[データファイルの一部]
***
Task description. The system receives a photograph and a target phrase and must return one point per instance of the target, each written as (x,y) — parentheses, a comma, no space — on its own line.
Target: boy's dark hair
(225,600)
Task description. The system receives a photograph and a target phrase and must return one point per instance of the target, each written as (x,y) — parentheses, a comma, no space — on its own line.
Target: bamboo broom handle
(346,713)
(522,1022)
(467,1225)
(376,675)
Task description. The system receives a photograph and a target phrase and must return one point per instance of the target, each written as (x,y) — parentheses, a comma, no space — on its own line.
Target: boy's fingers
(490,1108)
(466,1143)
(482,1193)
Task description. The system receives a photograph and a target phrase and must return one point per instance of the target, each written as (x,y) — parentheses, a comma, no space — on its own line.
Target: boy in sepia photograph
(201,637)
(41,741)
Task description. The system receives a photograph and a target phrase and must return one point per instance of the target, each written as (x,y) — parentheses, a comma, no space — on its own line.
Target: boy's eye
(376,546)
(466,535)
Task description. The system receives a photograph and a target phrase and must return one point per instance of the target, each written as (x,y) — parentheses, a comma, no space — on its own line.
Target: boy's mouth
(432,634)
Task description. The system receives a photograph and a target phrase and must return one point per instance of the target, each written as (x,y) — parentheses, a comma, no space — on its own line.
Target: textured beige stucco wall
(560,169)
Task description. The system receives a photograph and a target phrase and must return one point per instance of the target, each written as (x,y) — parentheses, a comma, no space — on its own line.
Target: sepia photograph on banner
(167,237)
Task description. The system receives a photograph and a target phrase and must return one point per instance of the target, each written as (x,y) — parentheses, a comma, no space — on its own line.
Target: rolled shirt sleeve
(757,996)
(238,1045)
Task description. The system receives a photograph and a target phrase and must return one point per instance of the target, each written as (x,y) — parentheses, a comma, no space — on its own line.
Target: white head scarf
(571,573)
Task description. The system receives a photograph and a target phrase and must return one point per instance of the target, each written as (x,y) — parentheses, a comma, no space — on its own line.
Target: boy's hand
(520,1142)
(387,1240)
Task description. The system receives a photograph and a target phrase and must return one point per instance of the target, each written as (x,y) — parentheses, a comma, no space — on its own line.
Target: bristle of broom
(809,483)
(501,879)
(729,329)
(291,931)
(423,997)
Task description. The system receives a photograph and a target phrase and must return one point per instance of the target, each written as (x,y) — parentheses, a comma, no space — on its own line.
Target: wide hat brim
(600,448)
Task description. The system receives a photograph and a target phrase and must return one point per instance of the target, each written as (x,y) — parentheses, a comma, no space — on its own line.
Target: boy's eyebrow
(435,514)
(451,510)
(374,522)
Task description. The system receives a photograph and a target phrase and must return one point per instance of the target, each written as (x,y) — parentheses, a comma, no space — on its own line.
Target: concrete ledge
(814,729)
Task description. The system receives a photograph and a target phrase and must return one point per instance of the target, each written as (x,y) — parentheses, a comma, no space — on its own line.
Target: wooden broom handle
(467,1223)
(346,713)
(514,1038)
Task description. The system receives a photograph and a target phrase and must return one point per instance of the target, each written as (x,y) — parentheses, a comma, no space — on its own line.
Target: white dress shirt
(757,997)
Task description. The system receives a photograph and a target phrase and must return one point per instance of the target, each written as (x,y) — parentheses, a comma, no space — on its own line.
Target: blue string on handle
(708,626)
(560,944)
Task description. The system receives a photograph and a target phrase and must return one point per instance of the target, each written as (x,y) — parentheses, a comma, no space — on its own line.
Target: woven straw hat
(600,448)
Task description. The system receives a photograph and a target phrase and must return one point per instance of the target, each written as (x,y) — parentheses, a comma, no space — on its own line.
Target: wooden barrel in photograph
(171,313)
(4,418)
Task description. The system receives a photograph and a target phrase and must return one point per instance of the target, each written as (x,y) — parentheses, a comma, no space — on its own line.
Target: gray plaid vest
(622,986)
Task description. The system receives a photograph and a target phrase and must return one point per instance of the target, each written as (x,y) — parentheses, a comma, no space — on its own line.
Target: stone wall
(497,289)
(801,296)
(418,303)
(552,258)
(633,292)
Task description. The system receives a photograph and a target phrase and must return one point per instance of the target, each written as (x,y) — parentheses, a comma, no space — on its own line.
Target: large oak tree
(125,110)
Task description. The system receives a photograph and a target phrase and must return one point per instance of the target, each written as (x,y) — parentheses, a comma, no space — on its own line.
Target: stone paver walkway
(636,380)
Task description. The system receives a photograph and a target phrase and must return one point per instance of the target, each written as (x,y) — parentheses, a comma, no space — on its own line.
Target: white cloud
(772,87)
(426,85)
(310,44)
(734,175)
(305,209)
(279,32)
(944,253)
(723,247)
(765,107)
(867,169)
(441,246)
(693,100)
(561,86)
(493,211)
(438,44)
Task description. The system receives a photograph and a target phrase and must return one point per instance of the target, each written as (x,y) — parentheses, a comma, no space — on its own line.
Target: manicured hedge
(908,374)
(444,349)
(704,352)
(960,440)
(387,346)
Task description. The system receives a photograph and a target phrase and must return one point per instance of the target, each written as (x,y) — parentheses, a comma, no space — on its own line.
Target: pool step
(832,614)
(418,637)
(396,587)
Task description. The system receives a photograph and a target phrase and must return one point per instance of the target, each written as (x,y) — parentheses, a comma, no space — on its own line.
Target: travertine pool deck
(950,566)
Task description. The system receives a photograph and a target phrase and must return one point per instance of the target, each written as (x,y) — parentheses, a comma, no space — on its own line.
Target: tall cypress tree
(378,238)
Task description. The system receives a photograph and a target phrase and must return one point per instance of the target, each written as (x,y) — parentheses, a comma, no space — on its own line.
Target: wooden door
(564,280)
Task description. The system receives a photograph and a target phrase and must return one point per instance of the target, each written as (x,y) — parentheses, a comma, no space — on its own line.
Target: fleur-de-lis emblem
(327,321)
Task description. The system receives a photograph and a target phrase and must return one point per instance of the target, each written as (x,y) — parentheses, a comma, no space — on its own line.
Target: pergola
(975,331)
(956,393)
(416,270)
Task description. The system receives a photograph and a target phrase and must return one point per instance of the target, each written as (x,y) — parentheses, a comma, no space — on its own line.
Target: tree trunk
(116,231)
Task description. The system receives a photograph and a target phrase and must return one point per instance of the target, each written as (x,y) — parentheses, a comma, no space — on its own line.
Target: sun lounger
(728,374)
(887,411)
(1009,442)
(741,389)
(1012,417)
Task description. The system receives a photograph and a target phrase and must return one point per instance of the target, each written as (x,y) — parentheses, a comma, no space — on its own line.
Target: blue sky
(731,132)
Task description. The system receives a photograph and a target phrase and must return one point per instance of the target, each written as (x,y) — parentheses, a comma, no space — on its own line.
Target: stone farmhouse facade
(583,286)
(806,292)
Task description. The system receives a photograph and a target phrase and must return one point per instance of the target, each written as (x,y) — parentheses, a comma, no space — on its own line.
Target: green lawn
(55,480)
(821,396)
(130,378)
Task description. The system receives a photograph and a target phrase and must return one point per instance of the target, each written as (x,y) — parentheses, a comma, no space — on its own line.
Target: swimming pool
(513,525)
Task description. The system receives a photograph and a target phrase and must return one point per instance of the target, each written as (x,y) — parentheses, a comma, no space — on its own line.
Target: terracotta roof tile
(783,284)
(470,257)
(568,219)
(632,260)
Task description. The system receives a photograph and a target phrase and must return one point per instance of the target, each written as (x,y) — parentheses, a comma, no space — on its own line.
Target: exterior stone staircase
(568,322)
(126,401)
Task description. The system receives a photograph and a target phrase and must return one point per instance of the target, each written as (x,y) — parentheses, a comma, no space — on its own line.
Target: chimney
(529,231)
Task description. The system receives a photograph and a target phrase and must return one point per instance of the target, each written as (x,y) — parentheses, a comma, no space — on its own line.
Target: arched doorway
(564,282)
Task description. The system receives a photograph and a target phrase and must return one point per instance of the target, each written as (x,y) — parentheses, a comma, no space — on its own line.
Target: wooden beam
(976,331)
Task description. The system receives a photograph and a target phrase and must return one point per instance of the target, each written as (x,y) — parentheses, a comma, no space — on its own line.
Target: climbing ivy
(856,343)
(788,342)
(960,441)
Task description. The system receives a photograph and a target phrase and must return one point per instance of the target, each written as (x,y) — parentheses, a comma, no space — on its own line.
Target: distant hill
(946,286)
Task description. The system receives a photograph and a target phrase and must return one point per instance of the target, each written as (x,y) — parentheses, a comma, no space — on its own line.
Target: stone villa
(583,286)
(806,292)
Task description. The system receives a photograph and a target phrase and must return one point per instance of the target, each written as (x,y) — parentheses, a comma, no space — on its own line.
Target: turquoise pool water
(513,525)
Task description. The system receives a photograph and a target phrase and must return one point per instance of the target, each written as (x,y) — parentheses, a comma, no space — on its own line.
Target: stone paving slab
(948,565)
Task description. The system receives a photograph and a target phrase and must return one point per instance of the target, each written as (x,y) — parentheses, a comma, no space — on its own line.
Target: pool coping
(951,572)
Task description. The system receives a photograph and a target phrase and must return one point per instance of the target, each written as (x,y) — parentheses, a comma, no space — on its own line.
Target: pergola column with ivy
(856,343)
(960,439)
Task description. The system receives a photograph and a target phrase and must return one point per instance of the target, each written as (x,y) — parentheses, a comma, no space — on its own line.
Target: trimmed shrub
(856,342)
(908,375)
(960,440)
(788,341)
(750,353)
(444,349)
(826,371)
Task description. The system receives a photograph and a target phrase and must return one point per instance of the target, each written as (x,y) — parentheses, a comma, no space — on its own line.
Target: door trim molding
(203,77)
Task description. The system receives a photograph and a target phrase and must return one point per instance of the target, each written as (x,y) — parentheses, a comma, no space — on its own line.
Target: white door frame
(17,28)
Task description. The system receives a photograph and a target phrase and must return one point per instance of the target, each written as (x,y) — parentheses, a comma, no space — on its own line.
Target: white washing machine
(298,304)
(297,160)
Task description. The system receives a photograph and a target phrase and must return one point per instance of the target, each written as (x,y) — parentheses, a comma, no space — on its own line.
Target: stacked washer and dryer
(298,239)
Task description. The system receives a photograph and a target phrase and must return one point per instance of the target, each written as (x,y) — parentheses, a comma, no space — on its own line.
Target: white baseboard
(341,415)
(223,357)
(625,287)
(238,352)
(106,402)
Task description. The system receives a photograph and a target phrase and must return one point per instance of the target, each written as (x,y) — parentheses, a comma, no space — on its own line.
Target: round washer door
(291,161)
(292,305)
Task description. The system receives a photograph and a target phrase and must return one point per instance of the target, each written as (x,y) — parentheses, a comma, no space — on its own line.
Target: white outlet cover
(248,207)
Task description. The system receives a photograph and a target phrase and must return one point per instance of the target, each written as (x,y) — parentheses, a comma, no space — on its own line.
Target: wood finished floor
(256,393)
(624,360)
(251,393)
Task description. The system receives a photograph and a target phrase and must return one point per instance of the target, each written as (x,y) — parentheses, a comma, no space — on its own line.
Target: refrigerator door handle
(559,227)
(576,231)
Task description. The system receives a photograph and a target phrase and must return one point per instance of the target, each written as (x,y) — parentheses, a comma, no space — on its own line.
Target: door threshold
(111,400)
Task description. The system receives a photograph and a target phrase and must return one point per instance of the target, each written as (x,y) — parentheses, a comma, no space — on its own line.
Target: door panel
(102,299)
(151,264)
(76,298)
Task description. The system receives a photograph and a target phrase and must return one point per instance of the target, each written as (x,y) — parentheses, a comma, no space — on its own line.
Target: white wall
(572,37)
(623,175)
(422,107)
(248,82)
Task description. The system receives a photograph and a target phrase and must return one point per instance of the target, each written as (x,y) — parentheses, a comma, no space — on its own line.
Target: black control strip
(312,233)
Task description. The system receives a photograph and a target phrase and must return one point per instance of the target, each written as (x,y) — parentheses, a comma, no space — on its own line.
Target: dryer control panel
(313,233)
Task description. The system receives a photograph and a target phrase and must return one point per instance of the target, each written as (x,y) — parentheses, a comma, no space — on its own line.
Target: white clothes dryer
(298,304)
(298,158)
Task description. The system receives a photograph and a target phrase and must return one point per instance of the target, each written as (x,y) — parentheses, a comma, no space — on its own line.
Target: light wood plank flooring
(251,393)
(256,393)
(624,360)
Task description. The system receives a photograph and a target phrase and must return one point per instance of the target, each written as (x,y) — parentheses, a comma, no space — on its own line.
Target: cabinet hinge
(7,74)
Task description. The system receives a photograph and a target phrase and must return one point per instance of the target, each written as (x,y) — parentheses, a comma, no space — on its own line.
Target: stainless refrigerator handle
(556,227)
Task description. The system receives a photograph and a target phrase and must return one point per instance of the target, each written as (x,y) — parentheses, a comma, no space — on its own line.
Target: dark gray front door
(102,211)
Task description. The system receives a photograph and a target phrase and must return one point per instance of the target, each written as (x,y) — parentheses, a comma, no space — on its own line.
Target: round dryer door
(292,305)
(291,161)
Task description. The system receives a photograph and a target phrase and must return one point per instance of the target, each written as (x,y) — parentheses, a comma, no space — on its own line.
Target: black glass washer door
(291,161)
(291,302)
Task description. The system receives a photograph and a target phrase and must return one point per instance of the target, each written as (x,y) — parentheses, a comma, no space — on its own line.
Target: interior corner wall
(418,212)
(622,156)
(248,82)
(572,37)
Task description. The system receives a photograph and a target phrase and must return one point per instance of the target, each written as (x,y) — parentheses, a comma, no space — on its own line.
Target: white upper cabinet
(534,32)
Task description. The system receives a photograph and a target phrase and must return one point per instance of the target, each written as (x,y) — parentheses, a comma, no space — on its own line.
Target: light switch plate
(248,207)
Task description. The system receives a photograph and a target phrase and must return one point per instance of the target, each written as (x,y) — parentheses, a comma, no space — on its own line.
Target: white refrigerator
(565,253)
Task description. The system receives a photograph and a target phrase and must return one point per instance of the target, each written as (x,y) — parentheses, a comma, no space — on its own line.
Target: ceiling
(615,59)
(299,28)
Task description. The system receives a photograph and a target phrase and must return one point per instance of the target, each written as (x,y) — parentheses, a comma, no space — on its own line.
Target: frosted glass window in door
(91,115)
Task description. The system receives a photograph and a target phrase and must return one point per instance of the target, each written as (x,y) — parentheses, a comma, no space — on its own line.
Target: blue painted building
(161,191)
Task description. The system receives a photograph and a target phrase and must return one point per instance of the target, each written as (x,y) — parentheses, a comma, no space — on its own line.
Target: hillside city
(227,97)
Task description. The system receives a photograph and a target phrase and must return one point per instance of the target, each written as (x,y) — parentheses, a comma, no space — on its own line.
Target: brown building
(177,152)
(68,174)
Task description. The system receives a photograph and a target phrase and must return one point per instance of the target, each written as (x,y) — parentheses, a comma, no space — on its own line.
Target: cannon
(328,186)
***
» **課題**
上の行から「pergola」という語を含む行をすべて抜き出し、一行ずつ書き写してください。

» **正解**
Target: pergola
Target: pergola column with ivy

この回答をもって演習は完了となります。